**WHAT THIS TASK INVOLVES**
Extract every line of the data below that contains the string "front", copying each line in full. The match is case-sensitive.

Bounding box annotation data
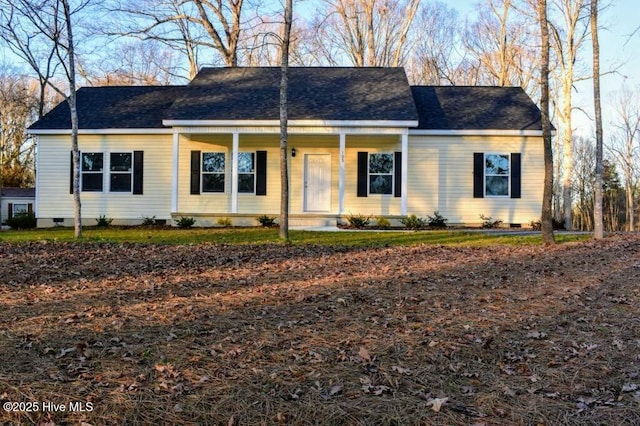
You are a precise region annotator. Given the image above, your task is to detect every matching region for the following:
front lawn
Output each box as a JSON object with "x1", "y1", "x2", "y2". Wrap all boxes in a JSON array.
[{"x1": 0, "y1": 226, "x2": 589, "y2": 247}]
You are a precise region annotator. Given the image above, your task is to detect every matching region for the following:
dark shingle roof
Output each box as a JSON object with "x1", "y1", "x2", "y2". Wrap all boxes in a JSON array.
[
  {"x1": 0, "y1": 188, "x2": 36, "y2": 198},
  {"x1": 165, "y1": 67, "x2": 418, "y2": 121},
  {"x1": 29, "y1": 86, "x2": 184, "y2": 130},
  {"x1": 411, "y1": 86, "x2": 542, "y2": 130},
  {"x1": 29, "y1": 67, "x2": 541, "y2": 131}
]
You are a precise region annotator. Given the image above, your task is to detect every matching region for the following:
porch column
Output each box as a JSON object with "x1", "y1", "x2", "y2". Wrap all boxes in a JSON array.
[
  {"x1": 171, "y1": 132, "x2": 180, "y2": 213},
  {"x1": 400, "y1": 131, "x2": 409, "y2": 216},
  {"x1": 338, "y1": 132, "x2": 346, "y2": 214},
  {"x1": 231, "y1": 132, "x2": 240, "y2": 213}
]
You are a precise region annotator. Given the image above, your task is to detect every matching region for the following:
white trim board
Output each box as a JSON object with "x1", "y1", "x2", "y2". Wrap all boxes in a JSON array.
[{"x1": 162, "y1": 120, "x2": 418, "y2": 127}]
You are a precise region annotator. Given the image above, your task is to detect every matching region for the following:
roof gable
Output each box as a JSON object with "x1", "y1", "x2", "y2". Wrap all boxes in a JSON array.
[
  {"x1": 29, "y1": 86, "x2": 184, "y2": 130},
  {"x1": 165, "y1": 67, "x2": 418, "y2": 121},
  {"x1": 411, "y1": 86, "x2": 542, "y2": 130}
]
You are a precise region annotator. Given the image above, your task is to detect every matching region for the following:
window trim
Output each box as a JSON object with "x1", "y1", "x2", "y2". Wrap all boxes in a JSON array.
[
  {"x1": 238, "y1": 151, "x2": 258, "y2": 195},
  {"x1": 80, "y1": 151, "x2": 105, "y2": 192},
  {"x1": 109, "y1": 151, "x2": 134, "y2": 194},
  {"x1": 367, "y1": 152, "x2": 396, "y2": 197},
  {"x1": 11, "y1": 203, "x2": 29, "y2": 217},
  {"x1": 482, "y1": 152, "x2": 512, "y2": 198},
  {"x1": 200, "y1": 151, "x2": 227, "y2": 194}
]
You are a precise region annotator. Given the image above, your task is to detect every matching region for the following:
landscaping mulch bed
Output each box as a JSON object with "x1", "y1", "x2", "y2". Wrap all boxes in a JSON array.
[{"x1": 0, "y1": 234, "x2": 640, "y2": 426}]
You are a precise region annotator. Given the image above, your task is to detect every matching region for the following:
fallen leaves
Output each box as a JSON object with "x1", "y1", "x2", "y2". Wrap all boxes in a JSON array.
[{"x1": 0, "y1": 237, "x2": 640, "y2": 425}]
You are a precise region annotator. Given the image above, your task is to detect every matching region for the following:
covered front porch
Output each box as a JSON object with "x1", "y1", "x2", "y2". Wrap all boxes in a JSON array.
[{"x1": 171, "y1": 126, "x2": 408, "y2": 226}]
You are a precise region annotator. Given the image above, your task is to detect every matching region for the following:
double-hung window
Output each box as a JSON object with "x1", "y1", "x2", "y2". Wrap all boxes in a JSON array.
[
  {"x1": 484, "y1": 154, "x2": 510, "y2": 197},
  {"x1": 369, "y1": 153, "x2": 394, "y2": 195},
  {"x1": 109, "y1": 152, "x2": 133, "y2": 192},
  {"x1": 238, "y1": 152, "x2": 256, "y2": 194},
  {"x1": 202, "y1": 152, "x2": 225, "y2": 192},
  {"x1": 12, "y1": 204, "x2": 29, "y2": 216},
  {"x1": 81, "y1": 152, "x2": 104, "y2": 192}
]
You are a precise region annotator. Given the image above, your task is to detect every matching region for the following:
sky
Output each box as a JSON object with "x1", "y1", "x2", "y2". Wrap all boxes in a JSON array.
[
  {"x1": 0, "y1": 0, "x2": 640, "y2": 140},
  {"x1": 447, "y1": 0, "x2": 640, "y2": 140}
]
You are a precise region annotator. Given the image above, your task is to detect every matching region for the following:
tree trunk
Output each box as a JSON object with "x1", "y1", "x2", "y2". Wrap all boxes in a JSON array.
[
  {"x1": 62, "y1": 0, "x2": 82, "y2": 238},
  {"x1": 538, "y1": 0, "x2": 555, "y2": 245},
  {"x1": 591, "y1": 0, "x2": 604, "y2": 240},
  {"x1": 280, "y1": 0, "x2": 293, "y2": 242}
]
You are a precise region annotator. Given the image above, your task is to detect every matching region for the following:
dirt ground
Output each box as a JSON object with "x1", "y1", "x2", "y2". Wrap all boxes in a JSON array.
[{"x1": 0, "y1": 235, "x2": 640, "y2": 426}]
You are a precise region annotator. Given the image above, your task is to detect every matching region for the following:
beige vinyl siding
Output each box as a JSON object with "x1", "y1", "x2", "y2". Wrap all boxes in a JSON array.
[
  {"x1": 37, "y1": 135, "x2": 172, "y2": 221},
  {"x1": 407, "y1": 136, "x2": 544, "y2": 224}
]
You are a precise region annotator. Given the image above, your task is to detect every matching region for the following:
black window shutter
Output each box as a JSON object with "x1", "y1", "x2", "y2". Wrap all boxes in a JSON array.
[
  {"x1": 256, "y1": 151, "x2": 267, "y2": 195},
  {"x1": 393, "y1": 152, "x2": 402, "y2": 197},
  {"x1": 358, "y1": 152, "x2": 369, "y2": 197},
  {"x1": 511, "y1": 152, "x2": 522, "y2": 198},
  {"x1": 191, "y1": 151, "x2": 200, "y2": 195},
  {"x1": 69, "y1": 151, "x2": 73, "y2": 194},
  {"x1": 473, "y1": 152, "x2": 484, "y2": 198},
  {"x1": 133, "y1": 151, "x2": 144, "y2": 195}
]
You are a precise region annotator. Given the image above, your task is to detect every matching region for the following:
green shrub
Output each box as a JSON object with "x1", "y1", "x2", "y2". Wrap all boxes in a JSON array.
[
  {"x1": 551, "y1": 217, "x2": 566, "y2": 231},
  {"x1": 347, "y1": 214, "x2": 371, "y2": 229},
  {"x1": 257, "y1": 214, "x2": 276, "y2": 228},
  {"x1": 175, "y1": 216, "x2": 196, "y2": 229},
  {"x1": 427, "y1": 210, "x2": 449, "y2": 229},
  {"x1": 6, "y1": 213, "x2": 37, "y2": 229},
  {"x1": 529, "y1": 218, "x2": 565, "y2": 231},
  {"x1": 218, "y1": 217, "x2": 233, "y2": 228},
  {"x1": 480, "y1": 214, "x2": 502, "y2": 229},
  {"x1": 96, "y1": 215, "x2": 113, "y2": 228},
  {"x1": 376, "y1": 216, "x2": 391, "y2": 229},
  {"x1": 400, "y1": 214, "x2": 427, "y2": 230},
  {"x1": 142, "y1": 216, "x2": 156, "y2": 226}
]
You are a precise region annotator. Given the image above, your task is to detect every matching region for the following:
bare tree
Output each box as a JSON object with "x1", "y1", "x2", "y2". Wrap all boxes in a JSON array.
[
  {"x1": 550, "y1": 0, "x2": 589, "y2": 229},
  {"x1": 538, "y1": 0, "x2": 555, "y2": 245},
  {"x1": 608, "y1": 88, "x2": 640, "y2": 231},
  {"x1": 0, "y1": 70, "x2": 39, "y2": 188},
  {"x1": 280, "y1": 0, "x2": 293, "y2": 241},
  {"x1": 3, "y1": 0, "x2": 90, "y2": 238},
  {"x1": 589, "y1": 0, "x2": 604, "y2": 239},
  {"x1": 572, "y1": 137, "x2": 596, "y2": 231},
  {"x1": 408, "y1": 1, "x2": 475, "y2": 85},
  {"x1": 101, "y1": 0, "x2": 245, "y2": 78},
  {"x1": 78, "y1": 40, "x2": 178, "y2": 86},
  {"x1": 0, "y1": 0, "x2": 58, "y2": 117},
  {"x1": 463, "y1": 0, "x2": 539, "y2": 96},
  {"x1": 310, "y1": 0, "x2": 420, "y2": 67}
]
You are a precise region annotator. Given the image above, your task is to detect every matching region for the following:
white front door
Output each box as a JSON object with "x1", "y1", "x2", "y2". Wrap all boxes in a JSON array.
[{"x1": 304, "y1": 154, "x2": 331, "y2": 212}]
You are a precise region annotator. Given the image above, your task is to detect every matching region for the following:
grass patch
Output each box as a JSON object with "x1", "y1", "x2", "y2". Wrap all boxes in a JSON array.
[
  {"x1": 0, "y1": 235, "x2": 640, "y2": 426},
  {"x1": 0, "y1": 227, "x2": 590, "y2": 247}
]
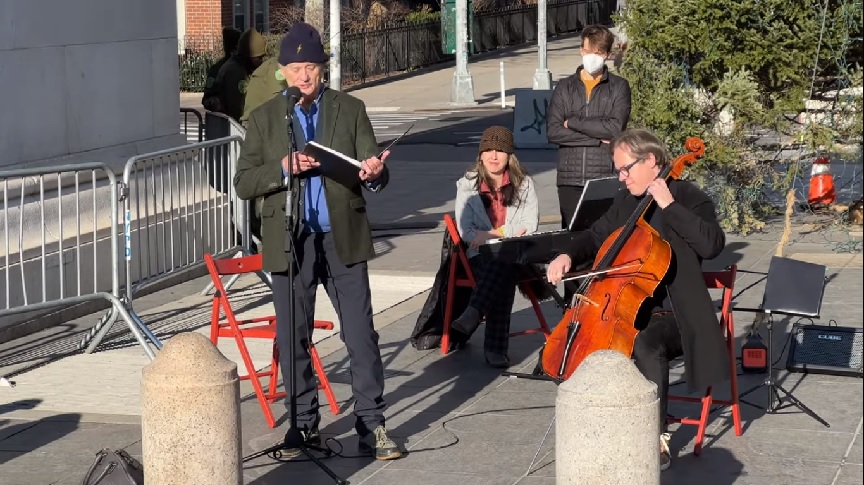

**EXERCISE RESULT**
front lawn
covered front porch
white front door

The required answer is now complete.